The first hydrocarbon feed that is passed through the hydrotreating reactor 36 is reduced in nitrogen to levels favorable for hydrocracking and also converts a significant amount of organic sulfur. Additionally, the hydrotreating reactor converts part of the first hydrocarbon feed stream into diesel and lighter products. A hydrotreating effluent exits the hydrotreating reactor 36 in line 38. At least a portion of the hydrotreating effluent stream 38 may be fractionated downstream of the hydrotreating reactor 36 to produce a diesel stream in line 86.
The hydrotreating effluent in line 38 may be heat exchanged with the hydrotreating feed in line 34. In an embodiment, a vaporous hydrocracking effluent stream in hydrocracking separator overhead line 98 as hereinafter described may join the hydrotreating effluent stream in hydrotreating effluent line 38 and be processed together. In a further embodiment, the mixed stream of hydrotreating effluent and the vaporous hydrocracking effluent in mixed line 39 may be delivered to a hydrotreating separator 40. In an embodiment, the mixed stream in mixed line 39 may be cooled before entering the hydrotreating separator 40. The hydrotreating separator 40 is in downstream communication with the hydrotreating reactor 36. Additionally, the vaporous hydrocracking effluent stream may join the hydrotreating effluent in line 38 upstream of the hydrotreating separator 40. The hydrotreating separator may be operated at 46° C. (115° F.) to 63° C. (145° F.) and just below the pressure of the hydrotreating reactor 36 accounting for pressure drop to keep hydrogen and light gases such as hydrogen sulfide and ammonia in the overhead and normally liquid hydrocarbons in the bottoms. Hence, the hydrotreating separator may be a cold separator. The hydrotreating separator 40 separates the hydrotreating effluent stream in line 39 to provide a vaporous hydrotreating effluent stream which in an embodiment comprises the vaporous hydrocracking effluent from line 98 both comprising hydrogen in a hydrotreating separator overhead line 42 and a liquid hydrotreating effluent stream in a hydrotreating separator bottoms line 44. The hydrotreating separator also has a boot for collecting an aqueous phase in line 46.

- Required work:
• a. Answer each question from the hydrotreating description:
(i) In which line does the hydrotreating effluent exit the hydrotreating reactor 36?
(ii) At what temperature range may the hydrotreating separator be operated?
(iii) What does the boot of the hydrotreating separator collect, and in which line?
• b. Carry on the hydrotreating description from its last sentence.
The rows play no part in this work.

- Provided material:
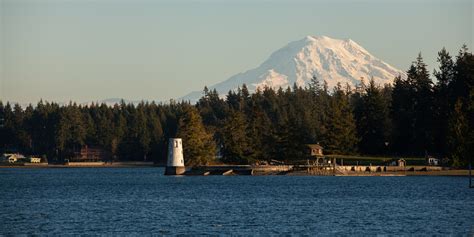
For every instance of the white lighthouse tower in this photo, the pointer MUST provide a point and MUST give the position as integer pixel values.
(175, 164)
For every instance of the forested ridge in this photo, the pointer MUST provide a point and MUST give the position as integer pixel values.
(414, 116)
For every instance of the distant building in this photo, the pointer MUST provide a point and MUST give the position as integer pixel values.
(315, 149)
(432, 161)
(12, 157)
(399, 162)
(91, 154)
(35, 160)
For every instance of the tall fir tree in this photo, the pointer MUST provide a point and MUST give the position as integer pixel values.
(198, 144)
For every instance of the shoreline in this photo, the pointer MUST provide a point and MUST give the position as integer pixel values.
(444, 172)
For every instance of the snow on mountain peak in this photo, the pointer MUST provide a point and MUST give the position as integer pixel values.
(332, 60)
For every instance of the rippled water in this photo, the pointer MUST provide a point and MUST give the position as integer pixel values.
(143, 201)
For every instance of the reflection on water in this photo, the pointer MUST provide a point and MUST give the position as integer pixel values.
(143, 201)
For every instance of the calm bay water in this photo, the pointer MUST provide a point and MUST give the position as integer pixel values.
(143, 201)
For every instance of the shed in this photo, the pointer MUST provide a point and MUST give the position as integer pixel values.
(315, 149)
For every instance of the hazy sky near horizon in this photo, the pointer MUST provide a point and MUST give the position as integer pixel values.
(90, 50)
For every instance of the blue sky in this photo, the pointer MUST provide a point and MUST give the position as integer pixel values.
(89, 50)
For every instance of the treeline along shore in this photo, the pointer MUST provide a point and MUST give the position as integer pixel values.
(422, 114)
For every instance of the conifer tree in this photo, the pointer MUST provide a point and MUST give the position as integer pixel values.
(341, 136)
(198, 144)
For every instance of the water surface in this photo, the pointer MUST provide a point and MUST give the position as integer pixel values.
(144, 201)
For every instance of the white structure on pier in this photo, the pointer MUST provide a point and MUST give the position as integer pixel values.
(175, 163)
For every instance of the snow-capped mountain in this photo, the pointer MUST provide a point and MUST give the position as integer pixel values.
(332, 60)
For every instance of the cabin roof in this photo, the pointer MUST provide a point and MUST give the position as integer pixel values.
(314, 146)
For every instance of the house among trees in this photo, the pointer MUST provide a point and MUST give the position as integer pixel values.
(399, 162)
(316, 149)
(432, 161)
(91, 154)
(12, 157)
(35, 159)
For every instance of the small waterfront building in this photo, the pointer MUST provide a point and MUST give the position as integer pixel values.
(432, 161)
(91, 154)
(402, 162)
(175, 162)
(12, 157)
(315, 149)
(399, 162)
(35, 160)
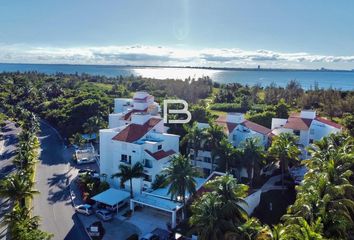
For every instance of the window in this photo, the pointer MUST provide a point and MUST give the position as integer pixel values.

- Written answers:
• a.
(i) Line 38.
(ii) 46° C. (115° F.) to 63° C. (145° F.).
(iii) An aqueous phase, in line 46.

• b.
The liquid hydrotreating effluent stream 44 may be flashed in the hydrotreating flash drum 48 which may be operated at the same temperature as the hydrotreating separator 40 but at a lower pressure of between 1.4 MPa and 3.1 MPa (gauge) (200-450 psig) to provide a light liquid stream in a bottoms line 62 from the liquid hydrocracking effluent stream and a light ends stream in an overhead line 64. The aqueous stream in line 46 from the boot of the hydrotreating separator 40 may also be directed to the hydrotreating flash drum 48. A flash aqueous stream is removed from a boot in the hydrotreating flash drum 48 in line 66. The flash liquid stream in bottoms line 62 comprising liquid hydrotreated effluent may be fractionated in a hydrotreating fractionation column 80.
The hydrotreating flash liquid stream may first be stripped in a hydrotreating stripping column 70 before it is fractionated in the hydrotreating fractionation column 80 to remove more of the light gases from the liquid hydrotreating effluent. The hydrotreating flash liquid stream in bottoms line 62 may be heated and fed to the hydrotreating stripping column 70. The hydrotreating flash liquid stream which is a liquid hydrotreating effluent stream may be stripped with steam from line 72 to provide a light ends stream of hydrogen, hydrogen sulfide, ammonia, steam and other gases in an overhead line 74. A portion of the light ends stream may be condensed and refluxed to the hydrotreating stripper column 70. The hydrotreating stripping column 70 may be operated with a bottoms temperature between about 232° C. (450° F.) and about 288° C. (550° F.) and an overhead pressure of about 690 kPa (100 psig) to about 1034 kPa (gauge) (150 psig). A stripped hydrotreated bottoms stream comprising liquid hydrotreated effluent in bottoms line 76 may be removed from a bottom of the hydrotreating stripping column 70, heated in a fired heater 73 and fed to the hydrotreating fractionation column 80.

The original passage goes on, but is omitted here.